## [Extracted entries]
—————

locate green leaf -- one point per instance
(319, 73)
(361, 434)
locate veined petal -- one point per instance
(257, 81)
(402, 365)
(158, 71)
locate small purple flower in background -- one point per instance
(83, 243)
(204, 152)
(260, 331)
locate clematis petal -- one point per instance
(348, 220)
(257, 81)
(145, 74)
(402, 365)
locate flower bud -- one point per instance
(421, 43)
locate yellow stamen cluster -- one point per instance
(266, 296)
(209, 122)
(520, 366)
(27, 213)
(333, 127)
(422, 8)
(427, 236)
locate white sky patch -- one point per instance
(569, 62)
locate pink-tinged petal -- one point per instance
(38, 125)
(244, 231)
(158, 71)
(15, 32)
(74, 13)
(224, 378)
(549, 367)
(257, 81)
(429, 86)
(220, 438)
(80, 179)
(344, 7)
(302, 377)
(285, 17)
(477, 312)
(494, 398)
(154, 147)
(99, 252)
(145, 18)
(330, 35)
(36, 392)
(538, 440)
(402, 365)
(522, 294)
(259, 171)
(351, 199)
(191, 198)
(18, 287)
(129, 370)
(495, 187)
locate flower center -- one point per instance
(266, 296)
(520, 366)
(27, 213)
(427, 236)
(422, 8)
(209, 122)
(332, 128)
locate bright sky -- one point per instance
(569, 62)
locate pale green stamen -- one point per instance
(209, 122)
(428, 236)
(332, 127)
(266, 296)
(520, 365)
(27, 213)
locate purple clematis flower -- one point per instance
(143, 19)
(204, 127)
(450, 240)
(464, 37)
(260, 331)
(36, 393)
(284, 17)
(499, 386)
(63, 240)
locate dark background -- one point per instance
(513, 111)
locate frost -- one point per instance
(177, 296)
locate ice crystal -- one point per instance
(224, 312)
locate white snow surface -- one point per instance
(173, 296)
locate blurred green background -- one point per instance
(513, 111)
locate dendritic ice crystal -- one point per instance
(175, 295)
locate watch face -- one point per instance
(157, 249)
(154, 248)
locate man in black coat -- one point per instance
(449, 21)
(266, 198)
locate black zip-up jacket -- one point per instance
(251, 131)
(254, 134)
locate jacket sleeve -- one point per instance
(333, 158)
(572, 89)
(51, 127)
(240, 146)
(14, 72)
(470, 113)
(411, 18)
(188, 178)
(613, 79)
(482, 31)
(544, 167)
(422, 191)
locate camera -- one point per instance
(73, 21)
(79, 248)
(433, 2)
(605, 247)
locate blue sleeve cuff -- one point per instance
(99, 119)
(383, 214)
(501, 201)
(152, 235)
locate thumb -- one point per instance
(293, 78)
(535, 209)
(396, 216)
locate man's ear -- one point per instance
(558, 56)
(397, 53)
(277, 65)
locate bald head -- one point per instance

—————

## [Problem details]
When you reach the end of the data, write every line out again verbatim.

## [Worked solution]
locate green leaf -- one point per instance
(319, 73)
(361, 434)
locate veined petal -- one point per instance
(257, 81)
(402, 365)
(158, 71)
locate small purple flower in background -- one point per instance
(83, 243)
(204, 152)
(260, 331)
locate clematis petal -- one point per instance
(348, 220)
(257, 81)
(145, 74)
(402, 365)
locate flower bud -- one point per instance
(421, 43)
locate yellow stamen cluster -- one point per instance
(266, 296)
(209, 122)
(520, 366)
(27, 213)
(333, 127)
(422, 8)
(427, 236)
locate white sky patch -- one point per instance
(569, 62)
locate pink-tinged petal -- one point per instance
(38, 125)
(244, 231)
(158, 71)
(15, 32)
(74, 13)
(224, 378)
(549, 367)
(257, 81)
(429, 86)
(220, 438)
(80, 179)
(344, 7)
(302, 377)
(285, 17)
(477, 312)
(494, 398)
(154, 147)
(99, 252)
(145, 18)
(330, 35)
(36, 392)
(538, 440)
(402, 365)
(522, 294)
(259, 171)
(351, 199)
(191, 198)
(18, 287)
(129, 370)
(495, 187)
locate flower center -- one point per instance
(266, 296)
(520, 366)
(27, 213)
(427, 236)
(422, 8)
(209, 122)
(332, 128)
locate bright sky -- one point per instance
(569, 62)
locate pale green stamen -- one point per instance
(209, 122)
(428, 236)
(332, 127)
(266, 296)
(520, 365)
(27, 213)
locate purple clematis flower -- one point per instance
(143, 19)
(204, 127)
(450, 240)
(464, 37)
(260, 331)
(36, 393)
(284, 17)
(499, 386)
(63, 240)
locate dark background -- one point per instance
(513, 111)
locate frost -- one point per instance
(177, 296)
locate ice crystal -- one point per instance
(224, 312)
locate white snow surface -- one point per instance
(173, 296)
locate blurred green background -- one point per instance
(513, 111)
locate dendritic ice crystal -- one point per instance
(175, 295)
locate watch face -- one point per instance
(157, 249)
(154, 248)
locate man in black coat -- one point per instance
(449, 21)
(266, 198)
locate black zip-up jacket -- one point per instance
(251, 131)
(254, 134)
locate jacket sleeve -- one point per instance
(333, 158)
(572, 89)
(51, 127)
(240, 146)
(14, 72)
(470, 113)
(411, 18)
(188, 178)
(613, 79)
(482, 31)
(544, 167)
(422, 191)
locate camera -- one point per instance
(73, 21)
(79, 248)
(433, 2)
(605, 247)
locate blue sleeve cuff -- one point per instance
(99, 119)
(383, 214)
(501, 201)
(152, 235)
locate thumb -- one point per instance
(293, 78)
(535, 209)
(396, 216)
locate man's ear -- one point per instance
(558, 56)
(397, 53)
(277, 65)
locate bald head -- one point per instance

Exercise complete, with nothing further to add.